• **Task prompt**
Set down each line of the listing below exactly as it is written.

Supplied records below:

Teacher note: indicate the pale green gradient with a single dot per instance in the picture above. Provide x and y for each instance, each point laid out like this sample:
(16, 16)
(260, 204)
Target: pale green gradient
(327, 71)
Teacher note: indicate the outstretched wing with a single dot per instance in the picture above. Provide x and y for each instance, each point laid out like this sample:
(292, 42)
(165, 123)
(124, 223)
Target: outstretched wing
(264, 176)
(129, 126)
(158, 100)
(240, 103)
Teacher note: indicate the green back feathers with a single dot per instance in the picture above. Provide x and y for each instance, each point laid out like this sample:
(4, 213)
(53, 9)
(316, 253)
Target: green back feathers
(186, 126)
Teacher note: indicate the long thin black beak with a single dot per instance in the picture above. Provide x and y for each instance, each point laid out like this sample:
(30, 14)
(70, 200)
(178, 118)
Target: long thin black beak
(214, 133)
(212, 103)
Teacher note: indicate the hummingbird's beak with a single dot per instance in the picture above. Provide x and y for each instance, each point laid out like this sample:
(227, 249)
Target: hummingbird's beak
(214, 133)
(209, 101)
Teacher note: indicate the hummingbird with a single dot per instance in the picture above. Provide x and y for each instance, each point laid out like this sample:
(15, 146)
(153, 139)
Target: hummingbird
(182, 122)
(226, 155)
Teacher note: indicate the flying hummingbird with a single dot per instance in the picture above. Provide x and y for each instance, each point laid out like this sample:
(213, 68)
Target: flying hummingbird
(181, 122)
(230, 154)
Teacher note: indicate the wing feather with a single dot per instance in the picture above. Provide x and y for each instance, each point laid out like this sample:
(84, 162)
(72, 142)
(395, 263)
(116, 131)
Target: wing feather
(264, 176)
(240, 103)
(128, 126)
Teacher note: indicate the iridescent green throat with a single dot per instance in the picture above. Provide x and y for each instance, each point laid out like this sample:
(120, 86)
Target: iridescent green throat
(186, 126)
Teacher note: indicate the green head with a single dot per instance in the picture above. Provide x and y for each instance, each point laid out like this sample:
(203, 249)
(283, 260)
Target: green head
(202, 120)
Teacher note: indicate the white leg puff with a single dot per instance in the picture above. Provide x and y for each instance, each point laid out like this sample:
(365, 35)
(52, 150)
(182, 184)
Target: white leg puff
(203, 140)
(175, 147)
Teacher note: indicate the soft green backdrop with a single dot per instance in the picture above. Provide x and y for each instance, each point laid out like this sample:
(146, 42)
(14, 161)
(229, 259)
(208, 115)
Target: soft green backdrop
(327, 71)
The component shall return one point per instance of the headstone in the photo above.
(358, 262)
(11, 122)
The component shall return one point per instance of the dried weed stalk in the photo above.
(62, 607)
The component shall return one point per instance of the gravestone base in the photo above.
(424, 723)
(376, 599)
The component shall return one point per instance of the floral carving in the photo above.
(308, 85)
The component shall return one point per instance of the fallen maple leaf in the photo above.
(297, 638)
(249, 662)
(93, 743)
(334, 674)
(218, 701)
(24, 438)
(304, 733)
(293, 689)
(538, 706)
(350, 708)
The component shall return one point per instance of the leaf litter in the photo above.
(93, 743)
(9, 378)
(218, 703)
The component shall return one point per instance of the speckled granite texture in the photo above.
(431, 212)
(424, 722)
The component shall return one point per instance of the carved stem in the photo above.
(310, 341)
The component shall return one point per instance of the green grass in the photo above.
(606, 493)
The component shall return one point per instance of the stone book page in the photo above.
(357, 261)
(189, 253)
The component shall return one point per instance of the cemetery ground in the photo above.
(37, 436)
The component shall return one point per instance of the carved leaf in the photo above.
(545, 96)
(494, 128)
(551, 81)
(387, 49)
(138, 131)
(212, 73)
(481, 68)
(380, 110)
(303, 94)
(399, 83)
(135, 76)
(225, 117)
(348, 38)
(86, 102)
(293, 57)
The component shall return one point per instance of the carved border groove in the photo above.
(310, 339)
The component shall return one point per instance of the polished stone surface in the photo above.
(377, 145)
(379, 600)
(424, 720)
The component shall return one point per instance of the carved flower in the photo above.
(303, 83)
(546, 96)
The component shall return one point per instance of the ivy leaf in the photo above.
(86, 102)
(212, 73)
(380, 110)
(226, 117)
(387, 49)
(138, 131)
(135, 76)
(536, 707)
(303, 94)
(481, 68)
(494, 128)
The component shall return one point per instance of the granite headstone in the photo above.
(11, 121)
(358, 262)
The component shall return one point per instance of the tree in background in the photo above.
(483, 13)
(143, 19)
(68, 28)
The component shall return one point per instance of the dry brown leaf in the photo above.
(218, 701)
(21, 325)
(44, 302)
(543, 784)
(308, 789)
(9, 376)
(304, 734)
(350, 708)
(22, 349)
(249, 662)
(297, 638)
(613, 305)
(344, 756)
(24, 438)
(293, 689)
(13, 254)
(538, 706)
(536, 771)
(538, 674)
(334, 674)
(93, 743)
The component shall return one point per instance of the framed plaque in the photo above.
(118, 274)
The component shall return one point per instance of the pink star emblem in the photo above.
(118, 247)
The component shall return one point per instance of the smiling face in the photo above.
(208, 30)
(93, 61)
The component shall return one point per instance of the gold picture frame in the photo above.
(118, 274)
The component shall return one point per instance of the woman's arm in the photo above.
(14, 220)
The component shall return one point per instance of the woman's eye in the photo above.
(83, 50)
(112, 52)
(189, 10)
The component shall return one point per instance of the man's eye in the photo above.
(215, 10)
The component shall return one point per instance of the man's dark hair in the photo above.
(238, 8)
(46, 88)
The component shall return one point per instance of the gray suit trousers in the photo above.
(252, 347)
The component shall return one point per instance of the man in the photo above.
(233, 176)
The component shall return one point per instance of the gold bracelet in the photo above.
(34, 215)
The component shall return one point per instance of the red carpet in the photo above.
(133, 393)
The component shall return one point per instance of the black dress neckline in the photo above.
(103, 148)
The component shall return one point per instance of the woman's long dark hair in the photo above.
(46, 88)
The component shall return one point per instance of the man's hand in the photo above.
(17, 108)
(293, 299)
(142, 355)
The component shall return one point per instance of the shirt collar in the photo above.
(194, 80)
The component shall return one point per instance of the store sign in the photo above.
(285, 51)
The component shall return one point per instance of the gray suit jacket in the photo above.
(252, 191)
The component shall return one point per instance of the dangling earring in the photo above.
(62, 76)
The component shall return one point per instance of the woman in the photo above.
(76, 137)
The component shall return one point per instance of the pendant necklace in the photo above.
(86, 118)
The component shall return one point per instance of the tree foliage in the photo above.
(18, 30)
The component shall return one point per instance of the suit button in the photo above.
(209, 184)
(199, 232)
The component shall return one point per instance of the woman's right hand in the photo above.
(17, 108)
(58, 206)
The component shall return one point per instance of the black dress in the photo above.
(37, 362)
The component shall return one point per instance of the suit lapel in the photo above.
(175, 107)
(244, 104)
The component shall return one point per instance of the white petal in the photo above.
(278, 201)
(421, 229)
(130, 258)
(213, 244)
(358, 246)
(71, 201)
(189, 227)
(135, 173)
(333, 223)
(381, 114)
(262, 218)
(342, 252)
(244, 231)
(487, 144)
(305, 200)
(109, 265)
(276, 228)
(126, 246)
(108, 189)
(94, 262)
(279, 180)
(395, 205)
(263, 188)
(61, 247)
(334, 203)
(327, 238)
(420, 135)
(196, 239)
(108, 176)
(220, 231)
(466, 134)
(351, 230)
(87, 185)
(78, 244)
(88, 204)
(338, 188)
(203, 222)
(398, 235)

End of Supplied records.

• **Solved exercise**
Teacher note: indicate the pale green gradient with a single dot per instance in the picture above. Provide x and y for each instance, each point laid out like this sample:
(16, 16)
(260, 204)
Target: pale green gradient
(327, 71)
Teacher note: indicate the outstretched wing with a single dot per instance in the picture above. Provide x and y for each instance, each point laid out like this sample:
(292, 42)
(165, 123)
(124, 223)
Target: outstretched wing
(264, 176)
(129, 126)
(158, 100)
(240, 103)
Teacher note: indicate the green back feathers with a single dot per instance in the picture above. Provide x and y for each instance, each point laid out like this sample:
(4, 213)
(53, 9)
(316, 253)
Target: green back feathers
(186, 126)
Teacher note: indicate the long thin black beak with a single dot per instance in the picture above. Provide x and y for each instance, each point laid out like this sample:
(30, 14)
(70, 200)
(178, 118)
Target: long thin black beak
(214, 133)
(212, 103)
Teacher note: indicate the hummingbird's beak with a single dot per instance in the picture above. Provide x and y for each instance, each point laid out like this sample:
(227, 249)
Target: hummingbird's beak
(214, 133)
(209, 101)
Teacher note: indicate the hummingbird with a single dot per instance in the picture above. Provide x and y for each instance, each point laid out like this sample:
(15, 146)
(153, 139)
Target: hummingbird
(182, 122)
(226, 155)
Teacher note: indicate the flying hummingbird with a single dot per instance in the picture above. Provide x and y for each instance, each point laid out like this sample:
(213, 68)
Target: flying hummingbird
(181, 122)
(230, 154)
Teacher note: indicate the wing feather with a single dot per instance in the picture above. Provide x and y for each instance, each point laid out like this sample:
(84, 162)
(72, 142)
(395, 263)
(116, 131)
Target: wing feather
(264, 176)
(240, 103)
(128, 126)
Teacher note: indicate the iridescent green throat with a single dot per instance in the picture above. Provide x and y for each instance, each point laid out like this sample:
(120, 86)
Target: iridescent green throat
(186, 126)
Teacher note: indicate the green head with a single dot per instance in the picture above. Provide x and y for each instance, each point laid out like this sample:
(203, 249)
(283, 260)
Target: green head
(202, 120)
Teacher note: indicate the white leg puff with a single dot per instance in the picture above. Provide x and y for each instance, each point laid out like this sample:
(365, 35)
(52, 150)
(182, 184)
Target: white leg puff
(203, 140)
(175, 147)
Teacher note: indicate the soft green backdrop with a single dot per instance in the picture above. Provide x and y for each instance, each point laid out like this sample:
(146, 42)
(14, 161)
(229, 259)
(208, 115)
Target: soft green backdrop
(327, 71)
The component shall return one point per instance of the headstone in the photo above.
(358, 262)
(11, 122)
The component shall return one point per instance of the dried weed stalk in the photo above.
(62, 607)
The component shall return one point per instance of the gravestone base in the photo above.
(424, 723)
(376, 599)
The component shall return one point per instance of the floral carving in the photo above.
(308, 85)
The component shall return one point per instance of the fallen maple leaf in the photo above.
(297, 638)
(249, 662)
(93, 743)
(334, 674)
(218, 701)
(24, 438)
(304, 733)
(293, 689)
(538, 706)
(350, 708)
The component shall return one point per instance of the leaf litter in the photo above.
(93, 743)
(9, 378)
(218, 703)
The component shall return one point per instance of the speckled granite texture in the photo above.
(431, 212)
(424, 722)
The component shall return one point per instance of the carved stem in the photo above.
(310, 341)
The component shall return one point per instance of the green grass in the photo above.
(606, 493)
The component shall return one point per instance of the stone book page in the photo above.
(357, 261)
(189, 253)
The component shall return one point per instance of the cemetery ground in the photo above.
(37, 436)
The component shall return one point per instance of the carved leaf in the photo above.
(545, 96)
(494, 128)
(551, 81)
(387, 49)
(138, 131)
(212, 73)
(481, 68)
(380, 110)
(303, 94)
(399, 83)
(135, 76)
(225, 117)
(348, 38)
(86, 102)
(293, 57)
The component shall return one point per instance of the carved border groove in the photo above.
(310, 339)
The component shall return one point per instance of the polished stone surface in the photo above.
(377, 145)
(379, 600)
(424, 720)
The component shall return one point per instance of the carved flower in the photo above.
(303, 83)
(546, 96)
The component shall return one point per instance of the ivy leaf in the photo above.
(86, 102)
(212, 73)
(380, 110)
(226, 117)
(387, 49)
(138, 131)
(135, 76)
(536, 707)
(303, 94)
(481, 68)
(494, 128)
The component shall return one point per instance of the granite headstone in the photo above.
(11, 121)
(358, 262)
The component shall return one point per instance of the tree in background in the photo above.
(483, 13)
(143, 19)
(68, 28)
The component shall return one point per instance of the dry brown leaf in the photo above.
(218, 701)
(21, 325)
(44, 302)
(543, 784)
(308, 789)
(9, 376)
(304, 734)
(350, 708)
(22, 349)
(249, 662)
(297, 638)
(613, 305)
(344, 756)
(24, 438)
(293, 689)
(13, 254)
(538, 706)
(536, 771)
(538, 674)
(334, 674)
(93, 743)
The component shall return one point per instance of the framed plaque in the photo above.
(118, 274)
The component shall return one point per instance of the pink star emblem in the photo above.
(118, 247)
The component shall return one point per instance of the smiling face in the photo above.
(208, 30)
(93, 61)
The component shall return one point per instance of the gold picture frame in the photo above.
(118, 274)
The component shall return one point per instance of the woman's arm in the photo above.
(14, 220)
The component shall return one point per instance of the woman's eye in the photo above.
(83, 50)
(112, 52)
(189, 10)
The component shall return one point per instance of the man's eye in the photo above.
(215, 10)
The component shall return one point per instance of the man's dark hair in the photo above.
(238, 8)
(46, 88)
The component shall return one point per instance of the gray suit trousers in the photo above.
(252, 347)
The component shall return one point per instance of the man in the photo above.
(233, 176)
The component shall return one point per instance of the gold bracelet in the photo above.
(34, 215)
The component shall return one point per instance of the red carpet in the photo above.
(133, 393)
The component shall return one point per instance of the black dress neckline in the photo above.
(103, 148)
The component shall return one point per instance of the woman's long dark hair in the photo above.
(46, 88)
The component shall return one point per instance of the man's hand in the photo above.
(17, 108)
(293, 299)
(142, 355)
The component shall return one point per instance of the shirt collar in the photo above.
(194, 80)
The component shall return one point per instance of the store sign in the photo above.
(285, 51)
The component shall return one point per instance of the gray suit jacket in the photo above.
(252, 191)
The component shall return one point per instance of the dangling earring in the photo above.
(62, 76)
The component shall return one point per instance of the woman in the photo above.
(76, 137)
The component shall return one point per instance of the pendant necklace in the photo above.
(86, 118)
The component shall return one point per instance of the tree foliage in the photo above.
(18, 30)
The component shall return one point per instance of the suit button in the photo above.
(209, 184)
(199, 232)
The component shall return one point per instance of the woman's right hand in the photo above.
(17, 108)
(58, 206)
The component shall return one point per instance of the black dress in the photo above.
(37, 362)
The component shall return one point per instance of the suit lapel in the photo above.
(175, 107)
(244, 104)
The component shall return one point per instance of the white petal in the photo above.
(278, 201)
(421, 229)
(130, 258)
(213, 244)
(358, 246)
(71, 201)
(189, 227)
(135, 173)
(333, 223)
(381, 114)
(262, 218)
(342, 252)
(244, 231)
(487, 144)
(305, 200)
(109, 265)
(276, 228)
(126, 246)
(108, 189)
(94, 262)
(279, 180)
(395, 205)
(263, 188)
(61, 247)
(334, 203)
(327, 238)
(420, 135)
(196, 239)
(108, 176)
(220, 231)
(466, 134)
(351, 230)
(87, 185)
(78, 244)
(88, 204)
(338, 188)
(203, 222)
(398, 235)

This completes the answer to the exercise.